§ Task data:
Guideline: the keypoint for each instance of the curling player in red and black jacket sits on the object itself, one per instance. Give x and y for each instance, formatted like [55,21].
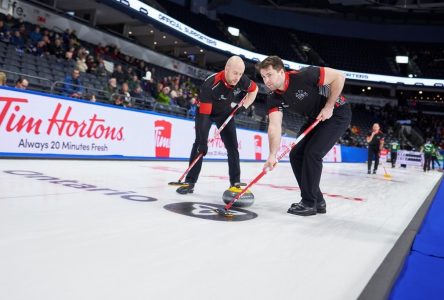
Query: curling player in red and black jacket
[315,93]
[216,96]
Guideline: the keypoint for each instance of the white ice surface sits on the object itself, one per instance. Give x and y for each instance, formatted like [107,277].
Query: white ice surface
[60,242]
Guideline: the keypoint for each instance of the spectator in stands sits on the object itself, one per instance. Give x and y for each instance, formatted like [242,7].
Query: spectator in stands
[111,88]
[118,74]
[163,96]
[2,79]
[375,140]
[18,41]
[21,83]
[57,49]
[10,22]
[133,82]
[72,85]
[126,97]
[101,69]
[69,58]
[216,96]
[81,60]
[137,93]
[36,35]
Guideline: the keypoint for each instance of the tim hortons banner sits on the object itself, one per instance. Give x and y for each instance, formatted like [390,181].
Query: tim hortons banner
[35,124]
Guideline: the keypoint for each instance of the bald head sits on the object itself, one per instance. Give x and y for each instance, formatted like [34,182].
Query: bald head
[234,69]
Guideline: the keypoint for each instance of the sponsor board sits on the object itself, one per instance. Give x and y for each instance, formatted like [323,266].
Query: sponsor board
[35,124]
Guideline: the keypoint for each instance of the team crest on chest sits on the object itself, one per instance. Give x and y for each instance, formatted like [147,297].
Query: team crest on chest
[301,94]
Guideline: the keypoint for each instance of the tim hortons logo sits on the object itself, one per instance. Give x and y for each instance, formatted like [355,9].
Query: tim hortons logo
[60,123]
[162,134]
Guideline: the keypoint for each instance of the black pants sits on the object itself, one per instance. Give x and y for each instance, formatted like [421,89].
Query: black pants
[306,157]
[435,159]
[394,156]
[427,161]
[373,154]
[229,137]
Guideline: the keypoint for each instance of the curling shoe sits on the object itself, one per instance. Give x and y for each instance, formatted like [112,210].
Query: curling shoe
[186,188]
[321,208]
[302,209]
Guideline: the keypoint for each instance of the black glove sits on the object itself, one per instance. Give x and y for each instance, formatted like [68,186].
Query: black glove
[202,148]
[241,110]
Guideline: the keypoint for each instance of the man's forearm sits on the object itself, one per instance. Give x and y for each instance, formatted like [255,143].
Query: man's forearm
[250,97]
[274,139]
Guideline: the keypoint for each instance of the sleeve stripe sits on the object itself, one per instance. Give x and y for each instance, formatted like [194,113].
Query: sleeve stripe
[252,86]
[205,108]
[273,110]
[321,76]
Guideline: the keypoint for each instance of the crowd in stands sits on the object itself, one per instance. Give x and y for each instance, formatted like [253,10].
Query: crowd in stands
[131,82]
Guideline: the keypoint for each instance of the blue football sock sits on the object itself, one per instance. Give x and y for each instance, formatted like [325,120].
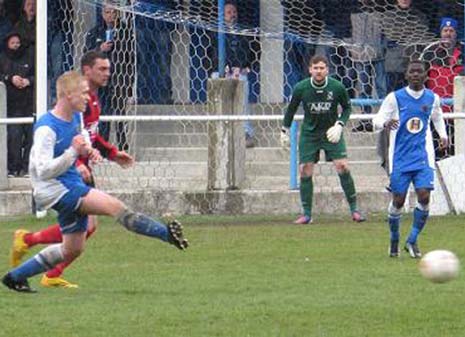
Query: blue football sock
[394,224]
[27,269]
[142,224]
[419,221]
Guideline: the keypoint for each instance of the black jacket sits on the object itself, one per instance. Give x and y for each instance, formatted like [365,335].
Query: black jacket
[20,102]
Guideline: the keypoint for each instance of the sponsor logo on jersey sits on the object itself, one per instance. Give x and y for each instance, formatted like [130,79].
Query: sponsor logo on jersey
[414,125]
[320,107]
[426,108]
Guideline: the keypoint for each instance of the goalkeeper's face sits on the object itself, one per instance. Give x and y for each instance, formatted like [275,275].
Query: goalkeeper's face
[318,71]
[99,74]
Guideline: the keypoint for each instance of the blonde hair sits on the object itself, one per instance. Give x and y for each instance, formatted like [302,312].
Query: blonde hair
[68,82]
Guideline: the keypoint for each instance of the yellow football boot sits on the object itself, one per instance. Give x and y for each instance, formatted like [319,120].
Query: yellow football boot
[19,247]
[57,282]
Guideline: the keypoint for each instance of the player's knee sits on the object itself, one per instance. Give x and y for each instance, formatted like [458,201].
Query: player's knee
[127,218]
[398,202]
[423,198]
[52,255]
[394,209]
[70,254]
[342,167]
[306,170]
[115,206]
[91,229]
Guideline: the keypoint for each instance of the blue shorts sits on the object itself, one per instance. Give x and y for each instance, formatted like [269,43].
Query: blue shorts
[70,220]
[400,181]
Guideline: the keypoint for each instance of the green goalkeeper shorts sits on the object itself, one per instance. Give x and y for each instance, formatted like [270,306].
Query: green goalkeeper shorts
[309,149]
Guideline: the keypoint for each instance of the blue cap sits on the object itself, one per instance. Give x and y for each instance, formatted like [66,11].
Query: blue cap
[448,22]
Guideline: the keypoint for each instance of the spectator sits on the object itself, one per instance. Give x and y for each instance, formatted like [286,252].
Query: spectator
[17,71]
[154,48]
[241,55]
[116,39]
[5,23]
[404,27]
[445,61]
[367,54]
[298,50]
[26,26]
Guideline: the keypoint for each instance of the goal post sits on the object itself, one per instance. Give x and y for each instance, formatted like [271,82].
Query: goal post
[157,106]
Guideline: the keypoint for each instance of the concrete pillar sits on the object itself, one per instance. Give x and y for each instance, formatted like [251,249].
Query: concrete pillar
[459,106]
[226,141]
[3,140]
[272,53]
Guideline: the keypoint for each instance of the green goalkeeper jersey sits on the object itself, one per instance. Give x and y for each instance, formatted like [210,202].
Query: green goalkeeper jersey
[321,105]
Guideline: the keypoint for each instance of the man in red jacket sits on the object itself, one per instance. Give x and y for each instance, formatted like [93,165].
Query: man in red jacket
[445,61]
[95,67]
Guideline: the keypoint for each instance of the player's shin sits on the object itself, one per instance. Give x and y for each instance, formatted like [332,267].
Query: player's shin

§ What is required: Restate the whole of the material word for word without the pictures.

§ Task response:
Guideline: the keypoint for each instance of the curling player in red and black jacket sits on the object itself, one per instance. Give x and y for each instance, formatted like [55,21].
Query: curling player in red and black jacket
[315,93]
[216,96]
Guideline: the keypoint for each instance of the white ice surface sits on the object itself, one per instance. Give x and y for each instance, formatted like [107,277].
Query: white ice surface
[60,242]
Guideline: the keypoint for each instance of the spectator in stands sits on the object itself, one per instance. Give x and y for each instance, formatted like [242,7].
Query: spectator in stands
[111,88]
[118,74]
[163,96]
[2,79]
[375,140]
[18,41]
[21,83]
[57,49]
[10,22]
[133,82]
[72,85]
[126,97]
[101,69]
[69,58]
[216,96]
[81,60]
[137,93]
[36,35]
Guideline: the keypoint for each instance of the tim hortons banner sits on the object itself, one per instance. Give x and y for each instance, formatted like [390,181].
Query: tim hortons banner
[35,124]
Guideline: the keypoint for each instance of the bald head sits on the object itself, one per instance. Give x and y for each instance, formatted like [34,182].
Query: bald head
[234,69]
Guideline: the keypoint for each instance of the sponsor board sits on the object itself, one per instance. Give x and y for each instance, formatted like [323,266].
Query: sponsor board
[35,124]
Guideline: the keypoint for each instance of the team crest on chest sits on the object itself, one per instance. Give x and y for each instance, formatted like [147,297].
Query: team crest on chest
[301,94]
Guideline: the keypoint for each instance of the tim hortons logo sits on the object itself, one per instance. Give x and y for each instance, formatted like [355,9].
Query: tim hortons logo
[60,123]
[162,134]
Guideline: the keypoint for each instance of the black pants sits on the object itself, one per instance. Give x and y for each instance, formatted like [421,89].
Query: black pants
[306,157]
[435,159]
[394,156]
[427,161]
[373,154]
[229,137]
Guideline: the keypoint for each instance of the curling shoe sits on the object itself, one per instance. Give x and y for each instance, formatted like [112,210].
Query: curling shoe
[186,188]
[321,208]
[302,209]
Guideline: the keypoint for each instance of the black glove sits on the object itself, one per instance. Give x and y for each instance, formatted like [68,186].
Query: black glove
[202,148]
[241,110]
Guideline: the keypoint for each instance of the man's forearm sits on the object itself, one per instance. Give x and y for each instance, formatted like [255,143].
Query: man's forearm
[250,97]
[274,139]
Guideline: the keypoint for each instance of the sleeve stripe sits on the object itself, one per instance. Give x and y for each instance, formatted like [194,113].
Query: sleeve stripe
[252,86]
[205,108]
[273,110]
[321,76]
Guideline: the keypoint for each instance of the crowd in stands sits on the object itself, one per instance. Give x and y for each instance, formatted like [253,10].
Query: crowd in stands
[131,82]
Guideline: the keypoint for each instance of the blue football sock sits on the object itself, one per instance. Give x and y for each instance, formatted like [325,120].
Query: blue football sock
[394,224]
[27,269]
[142,224]
[419,221]
Guideline: the keypoint for each instance of the black jacket sits on the object itself, one per instance. Give x and y for each instance, formatted like [365,335].
Query: black jacket
[20,102]
Guideline: the keypoint for each instance of the sponsor logo on jersey sits on the object itself, one per instance. Give x and y for each instance, formatted like [130,79].
Query: sponsor logo on jersey
[414,125]
[320,107]
[426,108]
Guideline: the keypoint for each instance of the goalkeeper's face sits on the object itself, one per instance. Give x and y for each instance, formatted like [275,275].
Query: goalkeeper's face
[318,71]
[99,74]
Guideline: the keypoint for each instance of the blonde hair sits on the object itself, one per instance. Give x and y for each instance, formatted like [302,312].
Query: blonde hair
[68,82]
Guideline: the keypoint for each instance of the yellow football boot sits on the object itself, one per instance. Give x and y for each instance, formatted like [319,120].
Query: yellow football boot
[19,247]
[57,282]
Guideline: the keypoint for each instance of the player's knee sits on the object itself, one per instance. Give x and y for each instance, formatted like [458,201].
Query: player's knee
[127,218]
[398,202]
[423,198]
[52,255]
[394,209]
[70,254]
[342,167]
[306,170]
[115,206]
[91,229]
Guideline: the keypoint for each instance of the blue shorts sits on the object itself, one per instance. Give x and y for each instance, formatted like [269,43].
Query: blue shorts
[70,220]
[400,181]
Guideline: the keypoint for each instance of the green goalkeeper shorts sits on the object itself, one per instance. Give x and y for each instance, formatted like [270,306].
Query: green goalkeeper shorts
[309,149]
Guideline: the keypoint for each instance of the blue cap sits on the object itself, one per instance. Give x and y for each instance, formatted like [66,11].
Query: blue cap
[448,22]
Guideline: the keypoint for each instance of the spectator sits on the object itself, one per instance. Give x and y for each instance, formatted like [286,252].
Query: spectator
[17,71]
[154,48]
[241,55]
[116,39]
[5,23]
[404,27]
[445,61]
[367,54]
[298,50]
[26,26]
Guideline: the keypoint for each instance of the goal post sits on the object itself, one per instance. Give x and y for each instance, formatted like [271,82].
Query: goal post
[157,106]
Guideline: the keypoint for each instance of the concrete pillar sits on the object itself, one per instance. Give x and y for each instance, formatted like [251,249].
Query: concrete pillar
[459,106]
[226,141]
[3,140]
[272,53]
Guideline: the keypoint for each instance of the green goalkeeper jersey sits on the object itself, one per instance. Give x and y for each instance, formatted like [210,202].
Query: green goalkeeper jersey
[321,105]
Guideline: the keypoint for each instance of the man in red jacket sits on the object itself, one per instance. Give x and y for each instance, formatted like [93,165].
Query: man in red jacket
[445,61]
[95,67]
Guideline: the keypoint for each instance of the player's shin sits on the object itself, one per instance. Give x and y for each instance, formatted like [332,267].
Query: player's shin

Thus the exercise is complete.